------ Testo fornito
RM. Forse no, perché Cornelio era visitato dagli angeli e aveva già una certa conoscenza dell’ebraismo.

FDA. È vero, ma nel discorso di Paolo all’Aeropago di ebraismo ce n’era poco e, in generale, la prima istruzione degli apostoli ai pagani era di tipo elementare.

RM. Certamente, ma allora noi in questi duemila anni abbiamo fatto un’alfabetizzazione e niente più, perciò la nostra crisi è spaventosa. Anche considerando che siamo in prossimità del ritorno del Signore.

FDA. Consideriamo un altro aspetto. Agostino è definito “Padre della Chiesa” e non solo di quella cattolica, perché Lutero non era forse un agostiniano?

RM. Alla grande.

FDA. Agostino non può però essere il Padre della Chiesa di Gesù e degli apostoli, perché essa c’era già da tre secoli. Noi perciò deriviamo più da Agostino che dagli apostoli e sono quasi duemila anni che ci esercitiamo a copovolgere il Nuovo Testamento. Quando me ne sono reso conto, sono stato fermo un anno e poi ho organizzato un incontro di una settimana con una quindicina di amici, per discutere sulla convinzione che la Lettera agli Ebrei insegna la continuità del Nuovo Testamento rispetto all’Antico, non la discontinuità e il contrasto, ricevendo dai convenuti l’incoraggiamento a proseguire su quella strada.

RM. T’incoraggio anch’io, ma allora abbiamo ricevuto e abbiamo continuato a fare un danno micidiale.
------------
------ Dati estratti
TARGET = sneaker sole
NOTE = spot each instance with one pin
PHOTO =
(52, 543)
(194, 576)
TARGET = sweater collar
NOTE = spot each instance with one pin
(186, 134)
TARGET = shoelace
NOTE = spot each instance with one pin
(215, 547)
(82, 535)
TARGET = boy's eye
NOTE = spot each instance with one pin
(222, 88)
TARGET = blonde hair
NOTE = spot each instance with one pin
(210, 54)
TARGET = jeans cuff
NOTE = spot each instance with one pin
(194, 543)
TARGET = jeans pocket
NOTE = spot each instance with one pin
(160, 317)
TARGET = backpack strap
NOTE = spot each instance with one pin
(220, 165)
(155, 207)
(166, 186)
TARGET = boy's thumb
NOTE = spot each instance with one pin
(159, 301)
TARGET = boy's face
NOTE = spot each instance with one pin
------------
------ Dati estratti
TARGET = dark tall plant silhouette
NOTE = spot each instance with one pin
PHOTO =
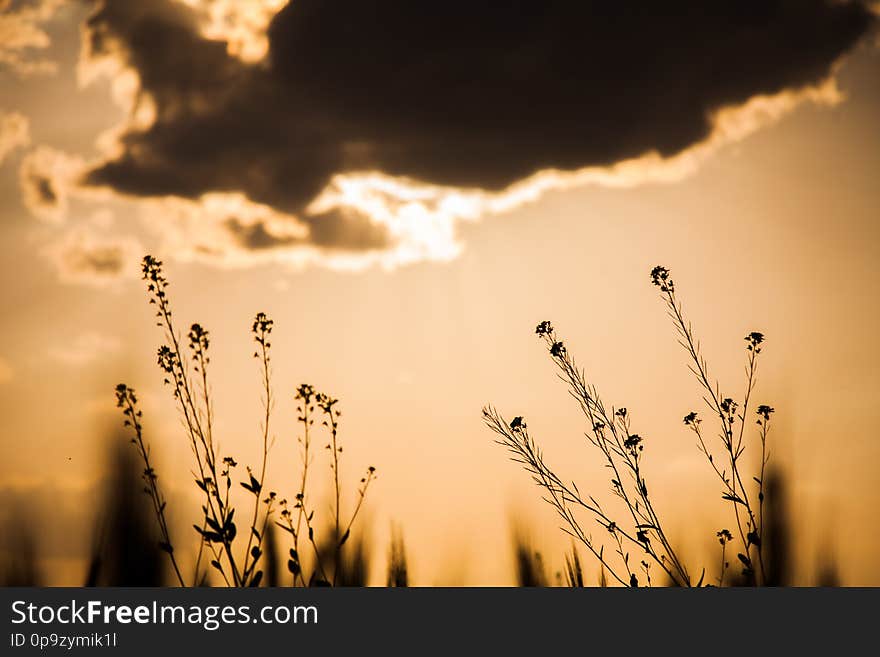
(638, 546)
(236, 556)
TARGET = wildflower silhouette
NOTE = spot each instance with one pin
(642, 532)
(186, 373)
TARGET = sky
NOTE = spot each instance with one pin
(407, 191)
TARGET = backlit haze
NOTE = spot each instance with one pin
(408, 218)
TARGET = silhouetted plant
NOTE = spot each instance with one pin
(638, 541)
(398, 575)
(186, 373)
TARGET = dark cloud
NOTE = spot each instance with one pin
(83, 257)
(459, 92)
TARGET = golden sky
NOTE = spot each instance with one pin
------------
------ Dati estratti
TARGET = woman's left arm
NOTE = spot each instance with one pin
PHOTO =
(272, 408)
------------
Compito da svolgere:
Prosegui il dialogo su Agostino e la Lettera agli Ebrei da dove si ferma. I record sono materiale a sé, separato dal testo.

Esercizio svolto:
FDA. Non direi un danno. La mia chiave d’interpretazione parte dall’affermazione di Gesù che Gerusalemme sarebbe stata calpestata dai Gentili fino al compimento del “tempo dei Gentili”. Quando gli Ebrei hanno ripreso possesso di Gerusalemme, la città ha iniziato a riacquistare il suo significato e “il tempo dei Gentili” si è chiuso. Costantino e l’orgogliosa cristianità del suo tempo hanno compiuto un’opera simile a quella di Geroboamo, che cercò di sostituire Gerusalemme con un altro luogo di culto, ponendoci delle immagini che dessero l’illusione della presenza di Dio. Nel regno di Samaria quell’operazione è stata sopportata dalla pazienza di Dio per due secoli. Con noi ha sopportato di più perché c’era da portare avanti la “alfabetizzazione spirituale” fino all’estremità della Terra e la fedele trasmissione della Parola di Dio scritta.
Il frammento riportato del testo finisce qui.